**Extracted material:**
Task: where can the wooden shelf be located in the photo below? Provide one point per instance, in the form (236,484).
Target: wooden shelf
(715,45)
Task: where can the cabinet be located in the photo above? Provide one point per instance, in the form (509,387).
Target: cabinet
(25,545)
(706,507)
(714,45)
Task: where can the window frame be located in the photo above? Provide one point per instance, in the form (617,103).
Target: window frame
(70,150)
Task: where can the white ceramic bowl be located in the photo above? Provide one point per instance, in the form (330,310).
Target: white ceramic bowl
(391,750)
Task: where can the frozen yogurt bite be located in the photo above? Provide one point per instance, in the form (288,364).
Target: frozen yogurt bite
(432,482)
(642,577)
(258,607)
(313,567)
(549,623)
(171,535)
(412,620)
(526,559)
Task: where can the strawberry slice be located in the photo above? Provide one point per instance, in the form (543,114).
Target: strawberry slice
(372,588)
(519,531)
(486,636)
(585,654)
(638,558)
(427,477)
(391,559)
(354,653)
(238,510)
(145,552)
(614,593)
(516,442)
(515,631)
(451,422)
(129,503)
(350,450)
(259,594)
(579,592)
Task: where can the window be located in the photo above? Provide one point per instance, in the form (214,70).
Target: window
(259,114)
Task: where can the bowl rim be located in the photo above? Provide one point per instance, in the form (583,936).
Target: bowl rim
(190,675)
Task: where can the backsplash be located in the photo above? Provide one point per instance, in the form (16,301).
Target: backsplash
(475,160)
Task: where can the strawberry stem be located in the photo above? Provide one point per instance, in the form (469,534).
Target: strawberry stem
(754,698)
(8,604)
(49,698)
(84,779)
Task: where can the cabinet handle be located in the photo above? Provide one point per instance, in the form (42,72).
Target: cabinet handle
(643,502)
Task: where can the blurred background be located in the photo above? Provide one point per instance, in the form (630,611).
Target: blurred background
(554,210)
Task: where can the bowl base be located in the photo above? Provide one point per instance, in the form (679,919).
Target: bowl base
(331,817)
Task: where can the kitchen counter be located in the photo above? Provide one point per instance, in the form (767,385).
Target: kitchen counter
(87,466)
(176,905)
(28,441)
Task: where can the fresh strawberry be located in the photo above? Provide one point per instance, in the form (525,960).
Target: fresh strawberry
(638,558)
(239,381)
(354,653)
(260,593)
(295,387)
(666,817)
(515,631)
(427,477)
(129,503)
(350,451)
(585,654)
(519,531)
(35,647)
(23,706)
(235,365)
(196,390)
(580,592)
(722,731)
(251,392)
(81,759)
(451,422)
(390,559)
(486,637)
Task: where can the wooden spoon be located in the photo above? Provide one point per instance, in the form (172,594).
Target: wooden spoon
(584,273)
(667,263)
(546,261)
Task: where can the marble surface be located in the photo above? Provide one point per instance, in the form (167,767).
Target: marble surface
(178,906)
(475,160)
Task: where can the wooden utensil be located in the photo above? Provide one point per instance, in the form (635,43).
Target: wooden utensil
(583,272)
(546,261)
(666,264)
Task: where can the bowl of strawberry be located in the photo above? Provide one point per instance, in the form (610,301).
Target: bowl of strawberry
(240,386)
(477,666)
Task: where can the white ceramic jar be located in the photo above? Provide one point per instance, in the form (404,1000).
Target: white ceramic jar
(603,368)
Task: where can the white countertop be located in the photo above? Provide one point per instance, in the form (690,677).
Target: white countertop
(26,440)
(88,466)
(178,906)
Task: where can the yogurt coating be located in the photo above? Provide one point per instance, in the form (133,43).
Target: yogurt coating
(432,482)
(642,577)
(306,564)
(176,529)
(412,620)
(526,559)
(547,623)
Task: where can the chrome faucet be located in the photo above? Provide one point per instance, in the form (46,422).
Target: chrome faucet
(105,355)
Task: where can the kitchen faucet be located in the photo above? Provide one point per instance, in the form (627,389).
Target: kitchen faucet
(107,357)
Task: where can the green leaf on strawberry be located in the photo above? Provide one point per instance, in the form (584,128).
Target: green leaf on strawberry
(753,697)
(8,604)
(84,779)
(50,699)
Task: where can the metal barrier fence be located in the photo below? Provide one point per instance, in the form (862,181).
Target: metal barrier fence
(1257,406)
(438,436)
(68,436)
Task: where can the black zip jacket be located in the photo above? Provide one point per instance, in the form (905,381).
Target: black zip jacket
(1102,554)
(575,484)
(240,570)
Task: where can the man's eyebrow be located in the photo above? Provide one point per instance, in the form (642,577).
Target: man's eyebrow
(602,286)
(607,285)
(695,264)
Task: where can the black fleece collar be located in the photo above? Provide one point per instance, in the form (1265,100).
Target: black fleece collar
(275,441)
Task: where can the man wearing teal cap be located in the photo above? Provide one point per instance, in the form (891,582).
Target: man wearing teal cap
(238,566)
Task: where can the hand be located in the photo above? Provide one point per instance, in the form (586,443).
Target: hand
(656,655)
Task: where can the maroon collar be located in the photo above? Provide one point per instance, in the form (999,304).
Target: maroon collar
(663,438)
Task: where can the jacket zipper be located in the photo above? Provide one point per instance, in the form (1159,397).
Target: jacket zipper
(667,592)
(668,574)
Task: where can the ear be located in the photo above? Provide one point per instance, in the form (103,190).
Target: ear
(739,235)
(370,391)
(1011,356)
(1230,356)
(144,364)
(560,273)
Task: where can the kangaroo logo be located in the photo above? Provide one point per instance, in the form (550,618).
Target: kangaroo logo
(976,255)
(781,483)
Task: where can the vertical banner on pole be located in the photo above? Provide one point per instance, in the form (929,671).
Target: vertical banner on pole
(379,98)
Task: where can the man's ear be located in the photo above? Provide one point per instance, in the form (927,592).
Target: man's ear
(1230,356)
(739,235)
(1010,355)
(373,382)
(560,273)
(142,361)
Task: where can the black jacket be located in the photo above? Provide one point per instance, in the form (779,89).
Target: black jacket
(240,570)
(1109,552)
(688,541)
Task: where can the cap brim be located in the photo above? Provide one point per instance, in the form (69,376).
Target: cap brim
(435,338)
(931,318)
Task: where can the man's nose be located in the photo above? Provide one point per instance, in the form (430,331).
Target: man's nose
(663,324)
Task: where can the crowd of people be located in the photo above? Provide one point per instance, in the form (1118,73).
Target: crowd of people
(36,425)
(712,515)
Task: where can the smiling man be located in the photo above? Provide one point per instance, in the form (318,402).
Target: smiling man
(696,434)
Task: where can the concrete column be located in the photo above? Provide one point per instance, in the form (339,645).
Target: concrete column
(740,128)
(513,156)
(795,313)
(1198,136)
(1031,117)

**Task to carry out:** Set down all of the records shown above once more, exactly.

**Answer to this exercise:**
Task: where can the wooden shelf be located in the photo below? Provide one point per instance, in the form (236,484).
Target: wooden shelf
(715,45)
Task: where can the cabinet be located in the photo above? Provide one point per instance, in the form (509,387).
Target: cabinet
(25,545)
(706,507)
(714,45)
Task: where can the window frame be located in the photo above? Provide one point per instance, in the form (617,103).
Target: window frame
(70,150)
Task: where can the white ceramic bowl be located in the photo above? Provide one point per instance, in the form (330,310).
Target: white ceramic bowl
(391,750)
Task: where can the frozen yogurt bite be located in the photo above? Provide one point per instance, in the form (288,364).
Target: frozen yogurt bite
(432,482)
(642,577)
(258,607)
(313,567)
(549,623)
(171,535)
(412,620)
(526,559)
Task: where can the strawberry slice be located in the photo above? Provide one point per instance, in the form (543,114).
Target: strawberry slice
(372,588)
(519,531)
(486,636)
(585,654)
(638,558)
(427,477)
(391,559)
(354,653)
(238,510)
(145,552)
(614,593)
(516,442)
(515,631)
(451,422)
(129,503)
(350,450)
(259,594)
(579,592)
Task: where can the window be located in the photo above? Provide one point per instance, in the form (214,70).
Target: window
(259,114)
Task: where can the bowl rim be located in the photo above? Provide one point per instance, in the form (583,936).
Target: bowl rim
(190,675)
Task: where can the backsplash be located in the photo above? Provide one point per instance, in the form (16,301).
Target: backsplash
(475,160)
Task: where can the strawberry stem be located in the photo above? Provide one point per instance, in the form (469,534).
Target: strawberry stem
(754,698)
(8,604)
(49,698)
(84,779)
Task: where can the cabinet handle be located in the photo above? Provide one point per instance, in the form (42,72).
Target: cabinet handle
(643,502)
Task: where can the blurred background be located in the photo above? Provide one point per instance, in the form (630,611).
Target: blurred background
(554,210)
Task: where can the bowl base be located in the photo above? Provide one point per instance, in the form (679,919).
Target: bowl base
(331,817)
Task: where can the kitchen counter be located in the photo above? Provide one point per instance, in the form (767,385).
Target: kitchen counter
(87,466)
(176,905)
(28,441)
Task: where can the fresh strawberry be located in the photo above? Provide one point per instance, in the form (525,960).
Target: fresh strawberry
(638,558)
(239,381)
(354,653)
(260,593)
(295,387)
(666,817)
(515,631)
(427,477)
(129,503)
(350,451)
(585,654)
(519,531)
(35,647)
(23,706)
(235,365)
(196,390)
(580,592)
(722,731)
(251,392)
(81,759)
(451,422)
(390,559)
(486,637)
Task: where can the wooden spoon be located in the photo above? Provide one point per instance, in the form (172,594).
Target: wooden spoon
(584,273)
(667,263)
(546,261)
Task: where can the marble surface be located in the photo above? Provide one point per instance, in the form (167,767).
Target: marble surface
(178,906)
(475,160)
Task: where can the wooden utensil be located in the photo above? Provide one point per instance, in the form (635,43).
Target: wooden utensil
(583,272)
(546,261)
(666,264)
Task: where can the bowl of strawberry be located in the photo above? Provide one point per instance, in the form (610,301).
Target: bowl of strawberry
(240,386)
(477,666)
Task: where can the white ceramic jar be located in the photo above? Provide one point per instance, in the form (404,1000).
Target: white ceramic jar
(603,368)
Task: where can the white countertop be located in the photo above? Provide one point per instance, in the form (690,677).
Target: white countertop
(26,440)
(88,466)
(178,906)
Task: where can the yogurt coating be located in the photo above? Provide one point per instance, in the form (133,43).
Target: yogurt coating
(432,482)
(642,577)
(306,564)
(176,529)
(412,620)
(526,559)
(547,623)
Task: where can the chrome faucet be located in the photo above? Provide one point per instance, in the form (46,422).
Target: chrome faucet
(105,355)
Task: where can the kitchen faucet be located in the photo above? Provide one point per instance, in the form (627,389).
Target: kitchen faucet
(107,357)
Task: where can the green leaf on strawberry be located in the photo above? Provide one point per instance, in the form (584,128).
Target: green leaf on strawberry
(753,697)
(8,604)
(84,779)
(50,699)
Task: where can the metal barrier fence be located in the photo below? Provide one point per instance, in the form (862,181).
Target: metal barrier fence
(1257,406)
(438,436)
(68,436)
Task: where can the black zip jacket be located in the photo above? Provide one point per instance, in the form (905,381).
Target: black zip jacket
(1102,554)
(575,484)
(240,570)
Task: where can the man's eyebrow be located in the photo above? Provide one point per instance, in the form (642,577).
Target: man's eyebrow
(602,286)
(607,285)
(695,264)
Task: where can the black fleece collar be located in the photo above? Provide one point per instance, in the form (1265,100).
Target: black fleece collar
(275,441)
Task: where can the man wearing teal cap be located in the photo above? Provide one point per instance, in the form (891,582).
Target: man wearing teal cap
(238,566)
Task: where can the hand be located in the photo above? Provide one point per instance, in the form (586,443).
Target: hand
(656,655)
Task: where can the maroon collar be located in the photo above? Provide one point per instance, in the form (999,304).
Target: maroon collar
(663,438)
Task: where can the jacket zipper be located in the photo above? Provide one point per instance, in the form (1159,397).
Target: jacket zipper
(667,592)
(668,574)
Task: where can the ear be located in the photo above? Provide one point per instance, in the form (103,190).
Target: ear
(739,235)
(370,391)
(1011,356)
(1230,356)
(144,364)
(560,273)
Task: where can the kangaroo logo be located in the photo above? Provide one point per instance, in the form (550,618).
Target: kangaroo logo
(976,255)
(781,483)
Task: where can the vertical banner on pole be located in the photo above? Provide one point per instance, in the form (929,671).
Target: vertical banner on pole
(379,98)
Task: where can the man's ear be located in the photo above? Provide one point per instance, in the form (927,592).
Target: man's ear
(1230,356)
(739,235)
(1010,355)
(373,382)
(560,273)
(142,361)
Task: where can the black jacket be located in the photo above? Provide one point per instance, in the form (779,89).
Target: black jacket
(240,570)
(1109,552)
(688,541)
Task: where can the cap brim be located in the photo above? Provide one point per instance, in the form (69,376).
Target: cap brim
(435,338)
(931,318)
Task: where can the man's nose be located in the photo above? Provide one point per instance, in the form (430,331).
Target: man's nose
(663,324)
Task: where can the crowd of people be located in the photo above? Provide one point per instance, in the form (1118,73).
Target: crowd of people
(36,425)
(712,515)
Task: where can the smiling man be located in the photo above? Provide one point per instance, in the form (318,402).
Target: smiling man
(696,434)
Task: where can the concrete column be located in the photo above? Provide one point per instance, in the form (339,645).
Target: concrete column
(740,128)
(513,156)
(795,313)
(1198,136)
(1031,117)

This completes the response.